■ **Objective**
Every line of the material is to be quoted verbatim, minus the pictures.

Pointing records:

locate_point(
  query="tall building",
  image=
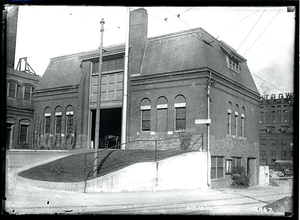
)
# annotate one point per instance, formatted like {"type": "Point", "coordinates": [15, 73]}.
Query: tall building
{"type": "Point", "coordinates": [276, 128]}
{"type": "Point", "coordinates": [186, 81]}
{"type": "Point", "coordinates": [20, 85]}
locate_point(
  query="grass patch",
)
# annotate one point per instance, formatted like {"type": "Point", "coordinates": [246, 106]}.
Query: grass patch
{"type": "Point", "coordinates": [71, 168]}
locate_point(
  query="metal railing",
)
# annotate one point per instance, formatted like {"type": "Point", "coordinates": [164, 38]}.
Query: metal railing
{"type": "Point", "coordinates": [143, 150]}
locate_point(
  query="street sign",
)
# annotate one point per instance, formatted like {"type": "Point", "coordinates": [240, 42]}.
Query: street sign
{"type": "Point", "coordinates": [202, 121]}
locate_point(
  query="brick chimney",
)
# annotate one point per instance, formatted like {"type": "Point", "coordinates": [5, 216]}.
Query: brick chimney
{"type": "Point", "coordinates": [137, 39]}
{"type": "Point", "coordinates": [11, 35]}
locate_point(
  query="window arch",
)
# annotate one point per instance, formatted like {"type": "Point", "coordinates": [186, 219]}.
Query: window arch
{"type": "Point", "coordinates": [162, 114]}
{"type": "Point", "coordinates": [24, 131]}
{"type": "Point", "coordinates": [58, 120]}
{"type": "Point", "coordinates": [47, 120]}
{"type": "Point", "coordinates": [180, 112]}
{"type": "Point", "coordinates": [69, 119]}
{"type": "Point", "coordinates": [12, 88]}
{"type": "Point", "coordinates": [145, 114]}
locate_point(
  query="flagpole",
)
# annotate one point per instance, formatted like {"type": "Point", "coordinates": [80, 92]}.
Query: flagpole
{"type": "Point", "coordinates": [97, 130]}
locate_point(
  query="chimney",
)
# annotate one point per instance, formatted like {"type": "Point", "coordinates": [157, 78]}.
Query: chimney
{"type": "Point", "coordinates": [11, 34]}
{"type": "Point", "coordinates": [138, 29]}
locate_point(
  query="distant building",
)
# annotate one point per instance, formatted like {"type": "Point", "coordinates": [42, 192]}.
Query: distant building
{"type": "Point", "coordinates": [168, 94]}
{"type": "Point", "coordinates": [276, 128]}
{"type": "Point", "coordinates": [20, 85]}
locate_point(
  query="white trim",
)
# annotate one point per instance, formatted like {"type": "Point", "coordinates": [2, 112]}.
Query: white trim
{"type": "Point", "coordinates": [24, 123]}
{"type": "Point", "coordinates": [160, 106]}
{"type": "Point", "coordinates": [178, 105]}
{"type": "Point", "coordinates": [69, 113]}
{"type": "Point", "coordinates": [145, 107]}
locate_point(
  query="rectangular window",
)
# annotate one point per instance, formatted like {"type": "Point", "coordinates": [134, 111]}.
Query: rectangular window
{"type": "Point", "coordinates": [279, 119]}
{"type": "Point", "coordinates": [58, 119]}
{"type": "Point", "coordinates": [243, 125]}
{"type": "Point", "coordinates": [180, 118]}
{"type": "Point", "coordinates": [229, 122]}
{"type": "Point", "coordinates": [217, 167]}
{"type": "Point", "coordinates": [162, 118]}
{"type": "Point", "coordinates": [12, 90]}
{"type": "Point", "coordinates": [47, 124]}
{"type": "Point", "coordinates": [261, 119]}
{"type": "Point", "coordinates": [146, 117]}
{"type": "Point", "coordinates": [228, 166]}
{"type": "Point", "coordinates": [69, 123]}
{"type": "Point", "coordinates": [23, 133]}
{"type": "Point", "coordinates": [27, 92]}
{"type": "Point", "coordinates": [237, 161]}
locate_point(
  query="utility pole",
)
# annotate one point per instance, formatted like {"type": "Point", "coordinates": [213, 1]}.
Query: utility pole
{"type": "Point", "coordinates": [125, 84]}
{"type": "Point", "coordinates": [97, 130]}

■ **Full response**
locate_point(
  query="tall building",
  image=
)
# annotate one point per instance, formatted like {"type": "Point", "coordinates": [15, 73]}.
Query: tall building
{"type": "Point", "coordinates": [276, 128]}
{"type": "Point", "coordinates": [186, 81]}
{"type": "Point", "coordinates": [20, 85]}
locate_point(
  query="grass patch",
)
# annotate one point per instance, formatted like {"type": "Point", "coordinates": [246, 106]}.
Query: grass patch
{"type": "Point", "coordinates": [71, 168]}
locate_point(
  query="metal railing",
)
# annotate one point per instance, formatted like {"type": "Point", "coordinates": [164, 38]}.
Query: metal railing
{"type": "Point", "coordinates": [143, 150]}
locate_point(
  query="street sign",
)
# annotate one point per instance, formatted like {"type": "Point", "coordinates": [240, 42]}.
Query: street sign
{"type": "Point", "coordinates": [202, 121]}
locate_point(
  query="brick chimney",
)
# annotate one point per instance, formatted like {"type": "Point", "coordinates": [5, 216]}.
Query: brick chimney
{"type": "Point", "coordinates": [137, 39]}
{"type": "Point", "coordinates": [11, 35]}
locate_point(
  query="window arch",
)
# annotate one point per instance, formatted like {"type": "Point", "coordinates": [186, 219]}.
Query: window arch
{"type": "Point", "coordinates": [162, 114]}
{"type": "Point", "coordinates": [24, 131]}
{"type": "Point", "coordinates": [58, 120]}
{"type": "Point", "coordinates": [47, 120]}
{"type": "Point", "coordinates": [180, 112]}
{"type": "Point", "coordinates": [69, 119]}
{"type": "Point", "coordinates": [12, 88]}
{"type": "Point", "coordinates": [145, 114]}
locate_point(
  query="flagpole",
)
# annotate one point per instance, formatted like {"type": "Point", "coordinates": [80, 92]}.
Query: flagpole
{"type": "Point", "coordinates": [97, 130]}
locate_point(
  query="chimney",
)
# annotate one point per instance, formatted like {"type": "Point", "coordinates": [157, 78]}.
Query: chimney
{"type": "Point", "coordinates": [11, 34]}
{"type": "Point", "coordinates": [138, 29]}
locate_point(
  query="distant building",
)
# annotate one point per instance, formatted like {"type": "Point", "coordinates": [42, 192]}.
Query: distant building
{"type": "Point", "coordinates": [168, 94]}
{"type": "Point", "coordinates": [276, 128]}
{"type": "Point", "coordinates": [20, 85]}
locate_point(
  query="white trim",
)
# annotate one point per instance, formatted like {"type": "Point", "coordinates": [2, 112]}.
Query: white trim
{"type": "Point", "coordinates": [24, 123]}
{"type": "Point", "coordinates": [160, 106]}
{"type": "Point", "coordinates": [178, 105]}
{"type": "Point", "coordinates": [69, 113]}
{"type": "Point", "coordinates": [145, 107]}
locate_point(
  query="rectangular window",
)
# annotate one point per instance, formatted like {"type": "Point", "coordinates": [134, 111]}.
Query: rectangular window
{"type": "Point", "coordinates": [279, 119]}
{"type": "Point", "coordinates": [58, 119]}
{"type": "Point", "coordinates": [243, 125]}
{"type": "Point", "coordinates": [180, 118]}
{"type": "Point", "coordinates": [229, 122]}
{"type": "Point", "coordinates": [217, 167]}
{"type": "Point", "coordinates": [162, 118]}
{"type": "Point", "coordinates": [12, 90]}
{"type": "Point", "coordinates": [47, 124]}
{"type": "Point", "coordinates": [261, 119]}
{"type": "Point", "coordinates": [146, 117]}
{"type": "Point", "coordinates": [228, 166]}
{"type": "Point", "coordinates": [69, 123]}
{"type": "Point", "coordinates": [23, 133]}
{"type": "Point", "coordinates": [27, 92]}
{"type": "Point", "coordinates": [237, 161]}
locate_point(
  query="utility pole",
)
# annotate one point per instance, formatted like {"type": "Point", "coordinates": [213, 1]}.
Query: utility pole
{"type": "Point", "coordinates": [125, 84]}
{"type": "Point", "coordinates": [97, 130]}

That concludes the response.